Kinder haben der NHS auch sehr gedankt. Bilder von Regenbögen wurden noch und nöcher gezeichnet und in Fenstern zum Bewundern gehängt. Es gibt Kreidegemälde auf den Fusswegen von Regenbögen. Es ist eine Schlange von Regenbögen geworden, online mit dem Hashtag #chase the rainbow auf Twitter und Facebook. Die Regenbogenflagge ein Symbol bisher für die LGBT Pride community, jetzt ist der Regenbogen ein Danke für die NHS. Der Anblick heitert mich auf.
Es gab auch ein oder zwei Tage Regen, an denen ich zuhause aufgeräumt habe und alle möglichen Bücher und Spielzeuge, die meine fast 13 jährige Tochter nicht mehr benötigt, an meine Nachbarin weitergegeben habe, die 3 jüngere Mädchen hat. Die Nachbarn sind alle zur Lifeline geworden. Ein paar Worte mit ihnen auf Distanz auszutauschen erscheint lebenswichtiger als je zuvor. Eine andere Nachbarin geht täglich mit ihren Hunden raus, wenn ich den Müll runter bringe und ich darf ihren Hunden eine Streicheltherapie geben; es ist so wohltuend.

-*-

#### Arbeitsauftrag 1:
Wie alt ist die Tochter laut dem Text über Regenbögen und Nachbarn?
#### Arbeitsauftrag 2:
Nennen Sie alle Orte, an denen im Text über Regenbögen und Nachbarn Regenbögen zu sehen sind.
#### Arbeitsauftrag 3:
Schreiben Sie den Text über Regenbögen und Nachbarn im Anschluss an seinen letzten Satz weiter.
Die Datensätze werden für die Bearbeitung nicht benötigt.

#### Datenauszug:
-*-

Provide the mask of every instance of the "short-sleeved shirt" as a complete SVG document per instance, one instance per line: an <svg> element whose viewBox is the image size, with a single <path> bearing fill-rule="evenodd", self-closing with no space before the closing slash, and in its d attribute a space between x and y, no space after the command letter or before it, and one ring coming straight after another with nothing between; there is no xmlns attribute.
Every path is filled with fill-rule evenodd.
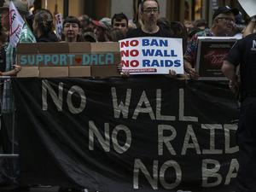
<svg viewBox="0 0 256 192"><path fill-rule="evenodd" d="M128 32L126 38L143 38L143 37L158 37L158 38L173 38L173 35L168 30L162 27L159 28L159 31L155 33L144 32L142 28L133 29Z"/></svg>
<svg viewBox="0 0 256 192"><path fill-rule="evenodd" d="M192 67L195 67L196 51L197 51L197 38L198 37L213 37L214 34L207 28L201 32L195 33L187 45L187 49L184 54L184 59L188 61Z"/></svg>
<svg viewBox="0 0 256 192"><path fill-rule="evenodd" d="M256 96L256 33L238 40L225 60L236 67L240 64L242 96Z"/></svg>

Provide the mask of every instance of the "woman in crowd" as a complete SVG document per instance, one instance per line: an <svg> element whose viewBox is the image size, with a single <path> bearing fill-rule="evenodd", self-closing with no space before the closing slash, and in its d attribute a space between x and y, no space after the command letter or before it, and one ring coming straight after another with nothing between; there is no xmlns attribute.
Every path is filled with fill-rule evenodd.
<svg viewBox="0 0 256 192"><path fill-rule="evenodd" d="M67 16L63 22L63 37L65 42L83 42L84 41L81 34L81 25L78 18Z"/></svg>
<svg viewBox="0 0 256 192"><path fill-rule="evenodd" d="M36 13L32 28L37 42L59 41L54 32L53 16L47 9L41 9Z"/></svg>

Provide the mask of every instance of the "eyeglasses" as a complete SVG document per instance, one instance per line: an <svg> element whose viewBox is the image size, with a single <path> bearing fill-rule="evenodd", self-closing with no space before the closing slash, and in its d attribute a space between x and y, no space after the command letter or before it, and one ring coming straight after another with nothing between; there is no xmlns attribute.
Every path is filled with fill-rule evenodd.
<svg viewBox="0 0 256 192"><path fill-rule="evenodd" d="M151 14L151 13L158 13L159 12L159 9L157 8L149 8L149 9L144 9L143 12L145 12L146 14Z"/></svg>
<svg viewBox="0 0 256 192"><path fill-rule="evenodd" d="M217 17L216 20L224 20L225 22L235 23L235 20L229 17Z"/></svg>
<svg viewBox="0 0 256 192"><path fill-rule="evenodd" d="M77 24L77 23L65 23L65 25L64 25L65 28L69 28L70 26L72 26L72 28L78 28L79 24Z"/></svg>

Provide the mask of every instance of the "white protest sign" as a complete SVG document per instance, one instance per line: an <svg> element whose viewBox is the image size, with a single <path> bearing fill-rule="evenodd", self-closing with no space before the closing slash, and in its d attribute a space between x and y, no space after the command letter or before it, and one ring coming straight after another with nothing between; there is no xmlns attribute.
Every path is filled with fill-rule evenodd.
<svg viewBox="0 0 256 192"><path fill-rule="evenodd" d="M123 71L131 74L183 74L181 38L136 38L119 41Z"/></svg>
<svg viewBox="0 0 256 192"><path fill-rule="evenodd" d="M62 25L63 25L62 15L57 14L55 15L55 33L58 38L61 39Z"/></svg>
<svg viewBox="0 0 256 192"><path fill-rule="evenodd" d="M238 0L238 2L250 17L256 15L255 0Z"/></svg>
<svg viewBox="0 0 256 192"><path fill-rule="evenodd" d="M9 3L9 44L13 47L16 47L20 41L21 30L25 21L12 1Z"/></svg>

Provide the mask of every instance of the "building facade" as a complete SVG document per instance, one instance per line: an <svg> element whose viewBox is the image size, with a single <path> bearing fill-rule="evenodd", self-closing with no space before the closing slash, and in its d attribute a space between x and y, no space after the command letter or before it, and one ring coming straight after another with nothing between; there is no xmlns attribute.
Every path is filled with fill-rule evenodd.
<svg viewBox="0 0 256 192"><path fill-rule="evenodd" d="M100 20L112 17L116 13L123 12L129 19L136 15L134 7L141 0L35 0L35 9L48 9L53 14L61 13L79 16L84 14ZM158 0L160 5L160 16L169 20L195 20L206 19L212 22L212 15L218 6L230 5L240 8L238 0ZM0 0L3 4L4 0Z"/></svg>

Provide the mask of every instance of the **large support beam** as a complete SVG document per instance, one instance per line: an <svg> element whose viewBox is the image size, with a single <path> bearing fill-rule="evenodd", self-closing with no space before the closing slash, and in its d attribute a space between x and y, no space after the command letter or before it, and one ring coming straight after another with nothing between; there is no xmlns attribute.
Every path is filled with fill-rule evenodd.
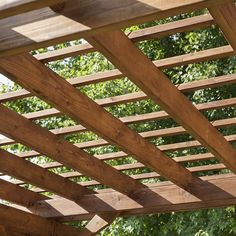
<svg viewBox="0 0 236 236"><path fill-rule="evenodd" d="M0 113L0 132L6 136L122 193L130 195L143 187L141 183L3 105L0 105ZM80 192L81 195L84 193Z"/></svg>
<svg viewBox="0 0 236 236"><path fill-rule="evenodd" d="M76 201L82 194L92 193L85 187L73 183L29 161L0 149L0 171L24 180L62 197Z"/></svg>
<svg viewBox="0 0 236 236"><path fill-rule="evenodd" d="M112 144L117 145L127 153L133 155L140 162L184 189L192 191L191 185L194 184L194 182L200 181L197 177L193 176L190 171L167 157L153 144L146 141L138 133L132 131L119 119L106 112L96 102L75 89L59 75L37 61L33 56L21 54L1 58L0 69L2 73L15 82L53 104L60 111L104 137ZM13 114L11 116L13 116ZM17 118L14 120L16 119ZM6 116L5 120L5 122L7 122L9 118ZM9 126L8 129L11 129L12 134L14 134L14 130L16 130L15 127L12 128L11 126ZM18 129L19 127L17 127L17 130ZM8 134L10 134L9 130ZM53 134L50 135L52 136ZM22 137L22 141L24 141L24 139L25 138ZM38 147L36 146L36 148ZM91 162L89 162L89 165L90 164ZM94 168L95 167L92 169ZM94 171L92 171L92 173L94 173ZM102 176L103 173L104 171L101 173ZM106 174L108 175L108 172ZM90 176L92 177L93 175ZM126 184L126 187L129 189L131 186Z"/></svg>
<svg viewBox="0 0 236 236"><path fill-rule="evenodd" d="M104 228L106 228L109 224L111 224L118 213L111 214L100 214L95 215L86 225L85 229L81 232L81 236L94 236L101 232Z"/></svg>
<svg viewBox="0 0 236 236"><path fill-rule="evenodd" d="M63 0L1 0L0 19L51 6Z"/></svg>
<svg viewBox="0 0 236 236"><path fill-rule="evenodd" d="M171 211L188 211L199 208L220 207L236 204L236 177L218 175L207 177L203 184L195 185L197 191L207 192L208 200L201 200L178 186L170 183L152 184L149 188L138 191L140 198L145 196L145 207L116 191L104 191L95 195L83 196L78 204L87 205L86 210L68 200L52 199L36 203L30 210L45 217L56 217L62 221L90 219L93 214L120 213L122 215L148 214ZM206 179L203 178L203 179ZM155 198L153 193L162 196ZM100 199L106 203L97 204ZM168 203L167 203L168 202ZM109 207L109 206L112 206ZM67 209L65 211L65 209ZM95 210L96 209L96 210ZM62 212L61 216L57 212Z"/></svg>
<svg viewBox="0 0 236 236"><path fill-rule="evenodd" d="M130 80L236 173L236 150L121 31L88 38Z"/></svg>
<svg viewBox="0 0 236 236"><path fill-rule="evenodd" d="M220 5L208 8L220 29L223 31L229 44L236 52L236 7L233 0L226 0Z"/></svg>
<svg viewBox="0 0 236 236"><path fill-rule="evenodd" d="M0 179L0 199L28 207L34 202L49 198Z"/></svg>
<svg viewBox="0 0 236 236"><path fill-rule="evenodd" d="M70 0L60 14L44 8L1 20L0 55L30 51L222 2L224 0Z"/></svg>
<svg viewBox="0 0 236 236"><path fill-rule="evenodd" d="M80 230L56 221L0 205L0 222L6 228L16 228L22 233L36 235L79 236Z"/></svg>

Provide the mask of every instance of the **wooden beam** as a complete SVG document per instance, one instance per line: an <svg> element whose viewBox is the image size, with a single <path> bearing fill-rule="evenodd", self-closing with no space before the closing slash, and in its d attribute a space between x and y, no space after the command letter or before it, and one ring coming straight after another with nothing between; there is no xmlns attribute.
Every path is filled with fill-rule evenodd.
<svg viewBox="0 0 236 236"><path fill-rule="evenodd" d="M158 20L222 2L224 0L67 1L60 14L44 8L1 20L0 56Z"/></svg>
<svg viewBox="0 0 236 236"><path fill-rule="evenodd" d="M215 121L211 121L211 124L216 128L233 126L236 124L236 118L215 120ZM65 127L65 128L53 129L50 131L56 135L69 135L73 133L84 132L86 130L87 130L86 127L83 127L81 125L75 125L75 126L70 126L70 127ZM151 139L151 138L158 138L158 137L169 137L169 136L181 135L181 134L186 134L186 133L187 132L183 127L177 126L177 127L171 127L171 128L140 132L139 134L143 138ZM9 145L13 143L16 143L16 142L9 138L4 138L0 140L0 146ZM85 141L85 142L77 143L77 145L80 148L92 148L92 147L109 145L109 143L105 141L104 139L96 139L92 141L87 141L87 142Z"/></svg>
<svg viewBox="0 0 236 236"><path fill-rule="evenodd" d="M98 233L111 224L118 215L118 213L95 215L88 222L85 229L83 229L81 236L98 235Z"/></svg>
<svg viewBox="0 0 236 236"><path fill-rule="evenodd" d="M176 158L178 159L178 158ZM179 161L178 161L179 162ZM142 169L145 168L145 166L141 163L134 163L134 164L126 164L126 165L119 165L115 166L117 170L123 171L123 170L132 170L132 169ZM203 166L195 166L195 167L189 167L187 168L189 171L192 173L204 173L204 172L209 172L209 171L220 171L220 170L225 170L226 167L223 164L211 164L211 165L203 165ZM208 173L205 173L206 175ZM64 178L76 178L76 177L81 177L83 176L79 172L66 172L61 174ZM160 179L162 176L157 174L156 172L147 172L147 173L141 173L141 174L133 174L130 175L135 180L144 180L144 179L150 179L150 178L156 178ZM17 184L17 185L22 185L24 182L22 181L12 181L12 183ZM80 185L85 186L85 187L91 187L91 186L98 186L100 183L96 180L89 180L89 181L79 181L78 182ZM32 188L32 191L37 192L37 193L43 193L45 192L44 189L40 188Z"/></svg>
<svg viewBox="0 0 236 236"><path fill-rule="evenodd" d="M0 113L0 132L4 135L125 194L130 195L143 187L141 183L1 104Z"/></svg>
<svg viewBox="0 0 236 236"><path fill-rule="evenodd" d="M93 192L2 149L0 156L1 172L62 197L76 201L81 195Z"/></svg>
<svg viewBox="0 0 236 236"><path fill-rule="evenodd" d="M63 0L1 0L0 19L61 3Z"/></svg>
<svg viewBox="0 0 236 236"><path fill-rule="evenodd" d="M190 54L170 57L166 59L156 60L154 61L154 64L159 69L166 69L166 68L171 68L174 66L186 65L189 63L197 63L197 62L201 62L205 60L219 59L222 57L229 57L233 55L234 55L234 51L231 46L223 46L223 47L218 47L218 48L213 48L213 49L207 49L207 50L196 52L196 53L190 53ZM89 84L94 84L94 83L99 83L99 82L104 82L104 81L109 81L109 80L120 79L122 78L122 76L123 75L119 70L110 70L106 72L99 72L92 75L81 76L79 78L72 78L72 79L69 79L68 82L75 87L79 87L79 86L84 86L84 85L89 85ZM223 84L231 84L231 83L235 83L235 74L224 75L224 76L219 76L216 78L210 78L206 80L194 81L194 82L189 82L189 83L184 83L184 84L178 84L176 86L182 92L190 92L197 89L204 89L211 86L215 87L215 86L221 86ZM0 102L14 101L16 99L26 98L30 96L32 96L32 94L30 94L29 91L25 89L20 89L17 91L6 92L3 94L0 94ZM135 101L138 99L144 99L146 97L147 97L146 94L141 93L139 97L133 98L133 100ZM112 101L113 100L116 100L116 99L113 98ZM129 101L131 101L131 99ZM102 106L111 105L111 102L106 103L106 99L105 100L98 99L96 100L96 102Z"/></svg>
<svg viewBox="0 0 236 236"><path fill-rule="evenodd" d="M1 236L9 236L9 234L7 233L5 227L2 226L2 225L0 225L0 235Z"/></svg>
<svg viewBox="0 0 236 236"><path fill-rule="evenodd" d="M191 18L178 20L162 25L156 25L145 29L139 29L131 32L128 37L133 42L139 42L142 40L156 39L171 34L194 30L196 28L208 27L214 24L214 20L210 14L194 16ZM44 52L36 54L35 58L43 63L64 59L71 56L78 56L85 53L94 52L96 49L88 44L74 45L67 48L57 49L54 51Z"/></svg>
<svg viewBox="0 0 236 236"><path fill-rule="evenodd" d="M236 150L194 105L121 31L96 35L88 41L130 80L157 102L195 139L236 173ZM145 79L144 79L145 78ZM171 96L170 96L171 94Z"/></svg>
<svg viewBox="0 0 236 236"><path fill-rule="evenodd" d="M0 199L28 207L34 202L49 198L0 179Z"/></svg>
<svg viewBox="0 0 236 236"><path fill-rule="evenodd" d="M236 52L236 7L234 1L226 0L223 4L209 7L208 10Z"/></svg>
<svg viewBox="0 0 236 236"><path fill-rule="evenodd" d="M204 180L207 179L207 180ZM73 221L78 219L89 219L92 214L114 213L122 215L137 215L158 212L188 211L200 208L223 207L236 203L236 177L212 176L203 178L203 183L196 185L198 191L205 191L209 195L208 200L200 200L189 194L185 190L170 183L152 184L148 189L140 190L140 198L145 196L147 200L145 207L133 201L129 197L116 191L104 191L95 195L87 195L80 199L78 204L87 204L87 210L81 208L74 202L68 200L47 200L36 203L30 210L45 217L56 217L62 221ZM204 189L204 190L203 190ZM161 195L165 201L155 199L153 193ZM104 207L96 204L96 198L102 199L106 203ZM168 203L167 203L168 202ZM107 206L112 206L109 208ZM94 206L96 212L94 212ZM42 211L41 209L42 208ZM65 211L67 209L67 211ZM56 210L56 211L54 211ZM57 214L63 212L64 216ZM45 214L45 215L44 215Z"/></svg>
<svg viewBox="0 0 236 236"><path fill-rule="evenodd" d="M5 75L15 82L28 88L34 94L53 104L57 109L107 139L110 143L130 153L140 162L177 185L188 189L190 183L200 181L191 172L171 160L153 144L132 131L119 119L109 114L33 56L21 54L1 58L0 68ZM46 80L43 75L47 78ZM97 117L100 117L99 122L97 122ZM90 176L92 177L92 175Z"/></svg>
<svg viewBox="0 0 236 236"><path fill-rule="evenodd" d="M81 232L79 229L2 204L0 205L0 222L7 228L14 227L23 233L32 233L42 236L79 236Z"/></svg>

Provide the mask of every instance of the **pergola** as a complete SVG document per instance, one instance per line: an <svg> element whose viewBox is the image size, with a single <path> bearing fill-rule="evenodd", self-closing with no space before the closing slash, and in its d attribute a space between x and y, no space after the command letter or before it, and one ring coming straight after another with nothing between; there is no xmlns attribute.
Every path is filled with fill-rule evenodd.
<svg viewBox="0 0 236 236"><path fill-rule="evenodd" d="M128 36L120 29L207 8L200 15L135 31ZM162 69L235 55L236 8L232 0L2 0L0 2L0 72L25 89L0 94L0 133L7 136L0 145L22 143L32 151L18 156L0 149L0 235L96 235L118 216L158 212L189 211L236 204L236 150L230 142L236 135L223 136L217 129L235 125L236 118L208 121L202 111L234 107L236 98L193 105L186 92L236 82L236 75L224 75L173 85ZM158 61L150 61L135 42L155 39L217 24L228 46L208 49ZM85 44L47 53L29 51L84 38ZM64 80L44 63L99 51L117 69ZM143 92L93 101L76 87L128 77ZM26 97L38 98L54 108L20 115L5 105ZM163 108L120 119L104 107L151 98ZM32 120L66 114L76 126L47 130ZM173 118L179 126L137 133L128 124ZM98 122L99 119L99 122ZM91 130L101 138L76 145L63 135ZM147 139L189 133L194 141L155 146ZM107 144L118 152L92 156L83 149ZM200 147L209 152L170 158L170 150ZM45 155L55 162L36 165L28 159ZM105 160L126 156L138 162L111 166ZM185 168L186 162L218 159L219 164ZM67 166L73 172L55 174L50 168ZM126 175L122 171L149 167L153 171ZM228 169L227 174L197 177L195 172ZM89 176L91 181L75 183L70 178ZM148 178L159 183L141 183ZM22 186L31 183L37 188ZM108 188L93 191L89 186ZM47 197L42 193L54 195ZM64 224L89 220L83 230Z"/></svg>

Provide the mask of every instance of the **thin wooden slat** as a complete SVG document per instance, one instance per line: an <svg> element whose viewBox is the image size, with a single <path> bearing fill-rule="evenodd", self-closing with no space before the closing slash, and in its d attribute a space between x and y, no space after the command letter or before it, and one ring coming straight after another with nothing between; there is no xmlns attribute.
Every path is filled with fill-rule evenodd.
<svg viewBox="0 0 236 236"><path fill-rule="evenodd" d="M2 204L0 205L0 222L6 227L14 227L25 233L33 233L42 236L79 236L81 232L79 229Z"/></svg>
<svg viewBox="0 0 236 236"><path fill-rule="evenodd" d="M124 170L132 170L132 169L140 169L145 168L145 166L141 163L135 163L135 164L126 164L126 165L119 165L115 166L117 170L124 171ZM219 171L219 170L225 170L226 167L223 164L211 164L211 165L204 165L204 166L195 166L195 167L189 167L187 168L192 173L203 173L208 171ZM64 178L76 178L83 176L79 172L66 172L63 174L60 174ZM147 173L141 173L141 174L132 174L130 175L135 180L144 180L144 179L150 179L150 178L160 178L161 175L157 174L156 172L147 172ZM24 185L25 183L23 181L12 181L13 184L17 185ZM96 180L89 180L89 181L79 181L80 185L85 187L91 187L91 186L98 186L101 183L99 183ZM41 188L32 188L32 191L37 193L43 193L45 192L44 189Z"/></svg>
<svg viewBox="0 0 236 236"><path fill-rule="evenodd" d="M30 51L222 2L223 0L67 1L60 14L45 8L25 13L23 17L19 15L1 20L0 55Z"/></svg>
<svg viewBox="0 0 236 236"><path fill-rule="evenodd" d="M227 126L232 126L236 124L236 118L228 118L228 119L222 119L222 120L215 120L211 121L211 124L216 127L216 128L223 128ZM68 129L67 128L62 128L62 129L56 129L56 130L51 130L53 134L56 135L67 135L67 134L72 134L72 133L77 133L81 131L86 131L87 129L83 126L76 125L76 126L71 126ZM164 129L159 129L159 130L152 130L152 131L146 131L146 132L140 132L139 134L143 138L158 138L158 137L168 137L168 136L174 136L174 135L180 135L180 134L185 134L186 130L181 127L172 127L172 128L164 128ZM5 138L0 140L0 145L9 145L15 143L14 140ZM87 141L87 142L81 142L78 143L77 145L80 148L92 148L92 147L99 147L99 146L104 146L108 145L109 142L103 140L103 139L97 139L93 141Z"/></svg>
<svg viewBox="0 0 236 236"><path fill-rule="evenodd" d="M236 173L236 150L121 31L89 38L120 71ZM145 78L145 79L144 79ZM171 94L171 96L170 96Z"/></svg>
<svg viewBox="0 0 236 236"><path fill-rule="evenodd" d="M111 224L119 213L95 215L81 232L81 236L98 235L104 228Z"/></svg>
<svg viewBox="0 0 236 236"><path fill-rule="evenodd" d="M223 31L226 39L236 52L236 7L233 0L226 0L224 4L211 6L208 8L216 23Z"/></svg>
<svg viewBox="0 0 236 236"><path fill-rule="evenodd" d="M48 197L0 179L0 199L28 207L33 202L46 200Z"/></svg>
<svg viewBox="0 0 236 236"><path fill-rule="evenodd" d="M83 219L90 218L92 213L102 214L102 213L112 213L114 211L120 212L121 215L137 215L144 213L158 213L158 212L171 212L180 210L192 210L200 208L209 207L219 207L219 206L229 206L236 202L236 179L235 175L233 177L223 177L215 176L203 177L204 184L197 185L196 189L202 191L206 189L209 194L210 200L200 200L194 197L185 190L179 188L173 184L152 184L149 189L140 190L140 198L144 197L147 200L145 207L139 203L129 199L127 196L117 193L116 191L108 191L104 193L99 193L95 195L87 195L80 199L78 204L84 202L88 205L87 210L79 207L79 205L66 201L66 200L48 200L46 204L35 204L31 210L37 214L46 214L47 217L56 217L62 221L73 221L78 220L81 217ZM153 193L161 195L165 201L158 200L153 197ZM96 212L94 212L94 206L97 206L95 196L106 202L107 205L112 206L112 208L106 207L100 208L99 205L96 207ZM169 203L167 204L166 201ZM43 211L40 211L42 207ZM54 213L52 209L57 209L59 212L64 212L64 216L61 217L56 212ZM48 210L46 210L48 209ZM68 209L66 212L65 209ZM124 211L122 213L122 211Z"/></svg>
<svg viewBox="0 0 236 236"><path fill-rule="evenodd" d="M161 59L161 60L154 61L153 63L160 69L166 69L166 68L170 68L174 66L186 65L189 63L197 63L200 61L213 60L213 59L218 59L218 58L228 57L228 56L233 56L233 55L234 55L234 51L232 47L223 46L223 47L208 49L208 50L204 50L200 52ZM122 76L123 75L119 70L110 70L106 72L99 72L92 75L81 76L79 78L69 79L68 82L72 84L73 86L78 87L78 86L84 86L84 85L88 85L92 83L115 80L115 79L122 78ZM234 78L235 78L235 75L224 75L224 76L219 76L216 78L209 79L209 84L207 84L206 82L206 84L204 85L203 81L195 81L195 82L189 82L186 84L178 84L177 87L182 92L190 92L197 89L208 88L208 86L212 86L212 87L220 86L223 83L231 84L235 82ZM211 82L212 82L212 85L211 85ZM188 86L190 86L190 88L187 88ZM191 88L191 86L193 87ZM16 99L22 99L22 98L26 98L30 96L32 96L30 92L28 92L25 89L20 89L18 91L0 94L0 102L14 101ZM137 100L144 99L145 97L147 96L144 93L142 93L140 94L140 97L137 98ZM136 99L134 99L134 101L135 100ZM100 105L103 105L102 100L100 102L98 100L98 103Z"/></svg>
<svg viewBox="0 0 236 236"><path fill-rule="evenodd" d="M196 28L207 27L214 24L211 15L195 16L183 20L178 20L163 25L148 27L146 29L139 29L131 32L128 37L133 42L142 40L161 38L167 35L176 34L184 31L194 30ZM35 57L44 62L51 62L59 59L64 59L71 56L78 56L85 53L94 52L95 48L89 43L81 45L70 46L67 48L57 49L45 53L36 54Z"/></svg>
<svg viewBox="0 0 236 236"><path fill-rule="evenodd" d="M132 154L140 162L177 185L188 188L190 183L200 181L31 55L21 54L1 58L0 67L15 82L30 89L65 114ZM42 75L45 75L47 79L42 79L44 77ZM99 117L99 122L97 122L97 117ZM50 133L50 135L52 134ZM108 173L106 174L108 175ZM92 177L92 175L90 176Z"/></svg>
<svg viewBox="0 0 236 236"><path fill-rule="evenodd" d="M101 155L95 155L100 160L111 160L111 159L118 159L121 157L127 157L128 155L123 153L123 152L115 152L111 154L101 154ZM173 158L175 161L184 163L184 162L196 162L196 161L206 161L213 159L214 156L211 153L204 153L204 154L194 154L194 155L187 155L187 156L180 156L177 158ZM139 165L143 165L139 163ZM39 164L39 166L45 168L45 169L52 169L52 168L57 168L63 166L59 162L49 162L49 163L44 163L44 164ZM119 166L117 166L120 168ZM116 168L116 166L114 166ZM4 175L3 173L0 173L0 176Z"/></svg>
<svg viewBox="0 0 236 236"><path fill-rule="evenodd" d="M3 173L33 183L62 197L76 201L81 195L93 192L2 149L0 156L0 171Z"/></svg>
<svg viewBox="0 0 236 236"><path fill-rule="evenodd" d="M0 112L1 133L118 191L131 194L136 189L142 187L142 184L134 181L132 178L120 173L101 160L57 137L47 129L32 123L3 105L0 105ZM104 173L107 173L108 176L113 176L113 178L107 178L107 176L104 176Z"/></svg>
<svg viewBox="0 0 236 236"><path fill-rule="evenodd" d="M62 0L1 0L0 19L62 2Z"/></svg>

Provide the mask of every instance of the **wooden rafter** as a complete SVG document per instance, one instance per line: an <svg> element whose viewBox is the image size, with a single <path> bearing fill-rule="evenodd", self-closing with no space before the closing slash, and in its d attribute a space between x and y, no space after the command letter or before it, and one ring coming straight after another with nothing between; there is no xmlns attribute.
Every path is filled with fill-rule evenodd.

-*-

#### Ausgabe 1:
Sie ist fast 13 Jahre alt.

#### Ausgabe 2:
- in Fenstern
- auf den Fusswegen
- auf Twitter
- auf Facebook

#### Ausgabe 3:
Am Sonntag wird Boris Johnson bekanntgeben, welche Lockerungen des Lockdown stattfinden werden, aber ich geniesse die Zeit noch ein bisschen länger, von zuhause aus zu arbeiten, während es meiner Tochter nichts ausmacht, auszuschlafen und ihre Schulaufgaben vom Laptop in ihrer eigenen Zeit pflichtbewusst zu erledigen. Das schönste am Lockdown ist, sich der eigenen inneren Freiheit bewusst zu werden, mit sich selbst und mit der Welt und vielleicht auch mit dem Virus Frieden zu schliessen. Einen BH habe ich auch seit Wochen nicht mehr getragen. Der Hippie in mir ist sehr happy! Natürlich wird uns allen mehr denn je bewusst, dass wir menschliche Connections brauchen und uns gerne hinter und zwischen andere einreihen und in der Schlange geduldig warten und sich mit einem „Stay happy, healthy and Stay at home“ zu verabschieden.